-- Source material start --
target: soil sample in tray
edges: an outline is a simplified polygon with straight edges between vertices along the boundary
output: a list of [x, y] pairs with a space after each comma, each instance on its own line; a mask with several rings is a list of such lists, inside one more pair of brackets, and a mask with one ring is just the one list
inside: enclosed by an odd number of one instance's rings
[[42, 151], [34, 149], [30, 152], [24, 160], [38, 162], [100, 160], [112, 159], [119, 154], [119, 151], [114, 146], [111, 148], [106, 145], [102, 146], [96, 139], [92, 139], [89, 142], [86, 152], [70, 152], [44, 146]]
-- Source material end --
Copy the lines from the first one through the line with "inside: enclosed by", changing "tray" to "dish" and leaving everything else the same.

target: soil sample in dish
edges: an outline is a simplified polygon with straight edges between vertices along the boundary
output: a list of [x, y] pairs with a space after each comma, each instance on its own line; a mask with several rings is a list of such lists, inside one more pair of brackets, and a mask with one ring is just the one list
inside: enclosed by an odd number of one instance's rings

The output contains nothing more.